Set task
Please rewrite the records as a numbered list, starting at their first line and ending with the line containing "17L89 20L66 41L63", both included, with blank lines left out.
— START OF Records to process —
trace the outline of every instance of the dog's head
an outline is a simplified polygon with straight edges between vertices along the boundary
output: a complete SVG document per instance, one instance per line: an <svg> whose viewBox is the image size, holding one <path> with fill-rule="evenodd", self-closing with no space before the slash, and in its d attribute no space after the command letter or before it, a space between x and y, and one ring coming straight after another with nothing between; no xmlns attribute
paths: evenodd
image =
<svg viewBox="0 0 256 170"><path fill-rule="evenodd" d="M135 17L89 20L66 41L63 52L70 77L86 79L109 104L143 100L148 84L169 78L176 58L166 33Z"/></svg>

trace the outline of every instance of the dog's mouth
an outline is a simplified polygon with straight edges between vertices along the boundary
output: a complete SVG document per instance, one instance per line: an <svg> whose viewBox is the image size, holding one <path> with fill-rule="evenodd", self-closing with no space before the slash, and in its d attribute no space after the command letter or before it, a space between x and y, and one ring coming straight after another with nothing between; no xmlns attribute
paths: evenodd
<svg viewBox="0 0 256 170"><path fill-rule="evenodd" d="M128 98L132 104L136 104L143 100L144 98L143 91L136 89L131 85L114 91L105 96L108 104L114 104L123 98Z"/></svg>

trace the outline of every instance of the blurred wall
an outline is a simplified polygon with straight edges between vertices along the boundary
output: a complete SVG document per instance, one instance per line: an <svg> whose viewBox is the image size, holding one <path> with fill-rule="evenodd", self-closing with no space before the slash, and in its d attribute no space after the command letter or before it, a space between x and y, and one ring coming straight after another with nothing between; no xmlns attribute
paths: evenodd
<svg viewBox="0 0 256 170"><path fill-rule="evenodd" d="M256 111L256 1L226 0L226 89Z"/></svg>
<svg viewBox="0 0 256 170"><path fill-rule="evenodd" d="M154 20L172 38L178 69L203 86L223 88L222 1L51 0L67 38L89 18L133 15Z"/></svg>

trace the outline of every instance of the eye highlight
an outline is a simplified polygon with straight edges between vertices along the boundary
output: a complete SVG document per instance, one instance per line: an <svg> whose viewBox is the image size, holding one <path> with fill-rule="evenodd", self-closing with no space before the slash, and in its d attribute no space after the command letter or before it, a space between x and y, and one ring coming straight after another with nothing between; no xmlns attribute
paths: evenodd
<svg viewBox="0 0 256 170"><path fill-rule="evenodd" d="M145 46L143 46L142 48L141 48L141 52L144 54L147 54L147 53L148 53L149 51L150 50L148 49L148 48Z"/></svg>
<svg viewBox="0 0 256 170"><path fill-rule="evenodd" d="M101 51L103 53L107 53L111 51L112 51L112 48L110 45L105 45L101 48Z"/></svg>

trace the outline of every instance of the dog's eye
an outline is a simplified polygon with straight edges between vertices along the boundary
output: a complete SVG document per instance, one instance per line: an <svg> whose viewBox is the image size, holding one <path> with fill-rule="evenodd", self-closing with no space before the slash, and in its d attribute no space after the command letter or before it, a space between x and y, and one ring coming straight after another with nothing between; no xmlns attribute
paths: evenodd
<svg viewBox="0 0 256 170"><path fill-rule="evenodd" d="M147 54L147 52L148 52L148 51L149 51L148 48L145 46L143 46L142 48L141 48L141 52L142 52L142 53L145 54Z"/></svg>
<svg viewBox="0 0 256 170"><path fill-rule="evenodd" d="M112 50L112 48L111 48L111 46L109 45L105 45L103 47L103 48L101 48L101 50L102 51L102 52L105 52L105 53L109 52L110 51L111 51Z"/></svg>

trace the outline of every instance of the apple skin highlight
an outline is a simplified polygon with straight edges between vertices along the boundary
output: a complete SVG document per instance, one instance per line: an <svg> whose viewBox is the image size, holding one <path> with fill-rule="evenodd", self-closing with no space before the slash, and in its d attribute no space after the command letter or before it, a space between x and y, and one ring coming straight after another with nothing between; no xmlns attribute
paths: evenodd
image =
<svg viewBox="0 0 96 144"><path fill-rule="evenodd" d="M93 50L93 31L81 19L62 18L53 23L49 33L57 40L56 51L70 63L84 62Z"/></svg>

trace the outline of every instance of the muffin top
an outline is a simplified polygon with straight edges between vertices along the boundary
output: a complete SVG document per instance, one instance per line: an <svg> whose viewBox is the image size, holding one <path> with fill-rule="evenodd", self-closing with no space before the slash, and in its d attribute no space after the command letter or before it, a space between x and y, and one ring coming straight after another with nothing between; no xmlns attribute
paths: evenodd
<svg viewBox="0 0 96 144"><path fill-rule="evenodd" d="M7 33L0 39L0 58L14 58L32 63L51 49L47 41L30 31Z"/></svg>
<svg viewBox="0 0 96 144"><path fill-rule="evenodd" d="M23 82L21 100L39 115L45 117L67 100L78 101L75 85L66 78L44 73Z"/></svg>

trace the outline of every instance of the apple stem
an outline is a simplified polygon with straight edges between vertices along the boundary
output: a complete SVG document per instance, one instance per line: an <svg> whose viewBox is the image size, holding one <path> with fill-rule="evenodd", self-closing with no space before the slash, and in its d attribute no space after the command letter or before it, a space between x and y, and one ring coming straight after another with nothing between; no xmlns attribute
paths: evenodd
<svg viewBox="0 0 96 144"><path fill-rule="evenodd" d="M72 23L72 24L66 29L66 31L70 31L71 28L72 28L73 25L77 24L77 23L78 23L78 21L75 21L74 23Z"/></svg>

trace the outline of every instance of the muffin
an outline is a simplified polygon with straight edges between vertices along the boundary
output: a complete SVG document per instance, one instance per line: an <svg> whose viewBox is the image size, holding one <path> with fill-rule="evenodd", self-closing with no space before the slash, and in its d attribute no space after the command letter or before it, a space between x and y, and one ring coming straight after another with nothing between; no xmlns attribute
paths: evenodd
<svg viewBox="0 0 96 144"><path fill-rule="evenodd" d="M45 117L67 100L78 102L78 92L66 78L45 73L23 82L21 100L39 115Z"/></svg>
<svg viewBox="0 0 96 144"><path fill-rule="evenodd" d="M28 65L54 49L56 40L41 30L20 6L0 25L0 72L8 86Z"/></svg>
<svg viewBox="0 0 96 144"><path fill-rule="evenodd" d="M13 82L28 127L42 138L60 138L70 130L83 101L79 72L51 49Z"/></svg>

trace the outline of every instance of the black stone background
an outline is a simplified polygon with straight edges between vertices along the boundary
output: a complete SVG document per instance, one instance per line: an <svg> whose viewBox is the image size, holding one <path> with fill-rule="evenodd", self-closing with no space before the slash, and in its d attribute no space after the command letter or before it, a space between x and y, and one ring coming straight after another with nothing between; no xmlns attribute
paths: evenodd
— END OF Records to process —
Output below
1. trace the outline of every instance of the dog's head
2. an outline is a simplified polygon with straight edges between vertices along the boundary
3. output: a complete SVG document per instance, one instance per line: an <svg> whose viewBox is the image size, holding one <path> with fill-rule="evenodd", self-closing with no space before the slash, and in its d attribute no space after the command letter or before it, a space between x and y, and one ring coming straight after another with nothing between; no xmlns attribute
4. paths: evenodd
5. image =
6. <svg viewBox="0 0 256 170"><path fill-rule="evenodd" d="M135 17L89 20L66 41L63 52L70 77L86 79L109 104L143 100L148 84L169 78L176 58L166 33Z"/></svg>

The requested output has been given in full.